> [Task objective] Pick out every line in the listing below that contains the word "blue", and copy each of those lines in full.

Start

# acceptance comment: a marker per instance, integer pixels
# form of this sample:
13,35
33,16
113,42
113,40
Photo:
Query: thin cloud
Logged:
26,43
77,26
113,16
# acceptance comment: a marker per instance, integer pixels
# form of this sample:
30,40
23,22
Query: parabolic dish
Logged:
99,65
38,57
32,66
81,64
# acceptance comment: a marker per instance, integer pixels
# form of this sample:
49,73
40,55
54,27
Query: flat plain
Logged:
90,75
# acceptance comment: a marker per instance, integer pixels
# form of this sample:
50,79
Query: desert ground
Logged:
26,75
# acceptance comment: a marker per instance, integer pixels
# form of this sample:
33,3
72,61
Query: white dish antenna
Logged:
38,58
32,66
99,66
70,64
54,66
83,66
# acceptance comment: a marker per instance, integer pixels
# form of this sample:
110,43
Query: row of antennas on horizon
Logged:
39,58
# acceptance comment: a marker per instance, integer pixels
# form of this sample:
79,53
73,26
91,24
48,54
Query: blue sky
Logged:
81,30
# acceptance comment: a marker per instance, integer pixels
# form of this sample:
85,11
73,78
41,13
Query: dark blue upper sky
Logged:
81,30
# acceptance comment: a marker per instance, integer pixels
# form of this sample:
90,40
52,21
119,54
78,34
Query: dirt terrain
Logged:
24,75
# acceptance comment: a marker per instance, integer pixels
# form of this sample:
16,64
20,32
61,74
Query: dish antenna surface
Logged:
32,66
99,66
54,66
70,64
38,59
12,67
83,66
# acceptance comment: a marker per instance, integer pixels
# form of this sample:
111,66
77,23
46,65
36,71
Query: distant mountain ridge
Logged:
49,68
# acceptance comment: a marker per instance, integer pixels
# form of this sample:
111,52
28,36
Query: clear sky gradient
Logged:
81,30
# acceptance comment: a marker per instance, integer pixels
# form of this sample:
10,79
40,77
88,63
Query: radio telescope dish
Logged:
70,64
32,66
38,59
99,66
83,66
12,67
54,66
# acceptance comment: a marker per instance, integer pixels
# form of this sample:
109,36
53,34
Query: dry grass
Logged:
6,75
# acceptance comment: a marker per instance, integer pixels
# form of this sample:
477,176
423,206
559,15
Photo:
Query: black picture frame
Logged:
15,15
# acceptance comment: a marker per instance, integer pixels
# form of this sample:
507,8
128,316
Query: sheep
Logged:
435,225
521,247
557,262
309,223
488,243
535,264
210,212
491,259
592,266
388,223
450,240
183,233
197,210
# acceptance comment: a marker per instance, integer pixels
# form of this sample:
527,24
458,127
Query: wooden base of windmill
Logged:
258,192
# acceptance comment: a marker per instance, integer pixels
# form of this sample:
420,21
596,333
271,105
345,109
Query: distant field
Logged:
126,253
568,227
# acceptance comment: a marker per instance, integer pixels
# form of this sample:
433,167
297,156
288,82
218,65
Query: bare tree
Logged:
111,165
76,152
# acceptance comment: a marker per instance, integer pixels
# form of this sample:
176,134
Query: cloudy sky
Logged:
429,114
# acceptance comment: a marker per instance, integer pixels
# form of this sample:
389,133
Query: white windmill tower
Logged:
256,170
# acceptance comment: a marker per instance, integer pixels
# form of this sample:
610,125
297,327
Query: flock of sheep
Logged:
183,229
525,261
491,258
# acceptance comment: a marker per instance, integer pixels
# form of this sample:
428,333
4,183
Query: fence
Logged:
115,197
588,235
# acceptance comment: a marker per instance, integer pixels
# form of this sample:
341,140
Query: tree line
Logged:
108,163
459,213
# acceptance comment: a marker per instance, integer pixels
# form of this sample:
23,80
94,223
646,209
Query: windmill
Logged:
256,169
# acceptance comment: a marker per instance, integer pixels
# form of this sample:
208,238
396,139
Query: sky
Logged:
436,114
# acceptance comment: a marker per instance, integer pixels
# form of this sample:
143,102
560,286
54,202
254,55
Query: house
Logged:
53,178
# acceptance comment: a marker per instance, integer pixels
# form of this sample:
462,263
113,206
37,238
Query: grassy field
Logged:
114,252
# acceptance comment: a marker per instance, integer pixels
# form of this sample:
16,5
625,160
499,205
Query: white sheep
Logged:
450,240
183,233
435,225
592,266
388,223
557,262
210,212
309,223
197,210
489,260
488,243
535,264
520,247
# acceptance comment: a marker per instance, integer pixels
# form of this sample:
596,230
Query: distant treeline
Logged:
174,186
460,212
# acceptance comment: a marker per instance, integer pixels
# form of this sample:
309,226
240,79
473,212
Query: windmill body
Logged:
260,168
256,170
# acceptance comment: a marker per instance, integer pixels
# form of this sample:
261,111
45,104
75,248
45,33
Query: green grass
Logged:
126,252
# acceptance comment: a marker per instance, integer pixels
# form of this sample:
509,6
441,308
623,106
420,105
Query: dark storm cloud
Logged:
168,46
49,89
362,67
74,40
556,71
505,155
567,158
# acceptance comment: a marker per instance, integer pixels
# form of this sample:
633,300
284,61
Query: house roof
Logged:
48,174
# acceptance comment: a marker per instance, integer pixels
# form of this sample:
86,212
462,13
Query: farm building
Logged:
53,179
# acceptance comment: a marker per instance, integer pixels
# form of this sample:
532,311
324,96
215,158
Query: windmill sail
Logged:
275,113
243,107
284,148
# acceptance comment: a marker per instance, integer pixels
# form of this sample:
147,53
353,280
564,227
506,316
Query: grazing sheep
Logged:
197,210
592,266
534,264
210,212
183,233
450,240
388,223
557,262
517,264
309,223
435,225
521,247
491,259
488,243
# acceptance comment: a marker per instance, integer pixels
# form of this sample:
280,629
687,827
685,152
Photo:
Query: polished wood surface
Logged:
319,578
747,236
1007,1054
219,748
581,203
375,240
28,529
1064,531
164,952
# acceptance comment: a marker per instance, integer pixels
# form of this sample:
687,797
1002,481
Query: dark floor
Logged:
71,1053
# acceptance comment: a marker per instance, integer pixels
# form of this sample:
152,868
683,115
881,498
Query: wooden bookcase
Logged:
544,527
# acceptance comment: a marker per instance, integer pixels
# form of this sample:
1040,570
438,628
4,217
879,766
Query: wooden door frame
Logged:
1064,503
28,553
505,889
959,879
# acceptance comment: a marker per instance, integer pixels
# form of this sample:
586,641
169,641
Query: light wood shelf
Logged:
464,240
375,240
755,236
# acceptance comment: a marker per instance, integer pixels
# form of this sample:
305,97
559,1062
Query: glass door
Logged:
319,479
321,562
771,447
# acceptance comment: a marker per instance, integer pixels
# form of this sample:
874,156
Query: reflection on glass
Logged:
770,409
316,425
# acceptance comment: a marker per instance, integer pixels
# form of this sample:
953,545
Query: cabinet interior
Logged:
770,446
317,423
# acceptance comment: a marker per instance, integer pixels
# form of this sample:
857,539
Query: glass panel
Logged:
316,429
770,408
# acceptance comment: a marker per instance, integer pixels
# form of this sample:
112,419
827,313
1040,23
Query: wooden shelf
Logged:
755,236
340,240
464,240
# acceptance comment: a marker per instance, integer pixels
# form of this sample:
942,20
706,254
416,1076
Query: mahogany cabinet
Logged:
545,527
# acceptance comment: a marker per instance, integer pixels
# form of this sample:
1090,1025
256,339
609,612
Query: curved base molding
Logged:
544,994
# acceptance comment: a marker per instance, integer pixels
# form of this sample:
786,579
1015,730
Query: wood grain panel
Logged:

End

> [Solution to this exercise]
Query: blue sky
Query: dark blue upper sky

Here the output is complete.